WHAT YOU HAVE TO DO
Please reproduce every record, keeping each one exactly as written.

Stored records
((
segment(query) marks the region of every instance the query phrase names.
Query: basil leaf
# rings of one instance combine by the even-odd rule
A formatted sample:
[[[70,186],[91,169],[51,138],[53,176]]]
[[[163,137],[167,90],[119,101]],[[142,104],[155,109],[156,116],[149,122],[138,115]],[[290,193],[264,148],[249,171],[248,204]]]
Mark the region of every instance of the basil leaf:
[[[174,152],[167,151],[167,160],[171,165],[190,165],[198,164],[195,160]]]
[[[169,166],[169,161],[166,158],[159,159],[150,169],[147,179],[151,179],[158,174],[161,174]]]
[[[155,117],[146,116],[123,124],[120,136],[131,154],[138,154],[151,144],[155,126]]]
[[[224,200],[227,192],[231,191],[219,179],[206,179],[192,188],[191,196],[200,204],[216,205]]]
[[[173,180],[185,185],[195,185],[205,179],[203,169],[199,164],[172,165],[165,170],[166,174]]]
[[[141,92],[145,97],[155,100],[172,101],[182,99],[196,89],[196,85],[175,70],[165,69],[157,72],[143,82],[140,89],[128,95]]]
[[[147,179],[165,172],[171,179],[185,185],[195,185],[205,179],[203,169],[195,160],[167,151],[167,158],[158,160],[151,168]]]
))
RESPONSE
segment(query) marks the region of every instance the query phrase names.
Query: basil leaf
# rings of one instance combine by the even-odd rule
A formatted sample:
[[[70,186],[91,169],[51,138],[53,176]]]
[[[163,137],[167,90],[119,101]],[[142,104],[155,109],[156,116],[149,122],[138,115]],[[290,193],[264,148],[249,171],[248,204]]]
Mark the region of every instance of the basil leaf:
[[[174,152],[167,151],[167,160],[171,165],[190,165],[198,164],[195,160]]]
[[[169,166],[169,161],[166,158],[159,159],[150,169],[147,179],[151,179],[158,174],[161,174]]]
[[[155,117],[146,116],[123,124],[120,136],[131,154],[138,154],[151,144],[155,126]]]
[[[224,200],[227,192],[231,191],[219,179],[206,179],[192,188],[191,196],[200,204],[216,205]]]
[[[173,180],[185,185],[195,185],[205,179],[203,169],[199,164],[172,165],[165,170],[166,174]]]
[[[141,92],[145,97],[155,100],[172,101],[182,99],[196,89],[196,85],[175,70],[165,69],[157,72],[143,82],[140,89],[128,95]]]
[[[147,179],[165,172],[171,179],[185,185],[195,185],[205,179],[203,169],[195,160],[167,151],[167,158],[158,160],[151,168]]]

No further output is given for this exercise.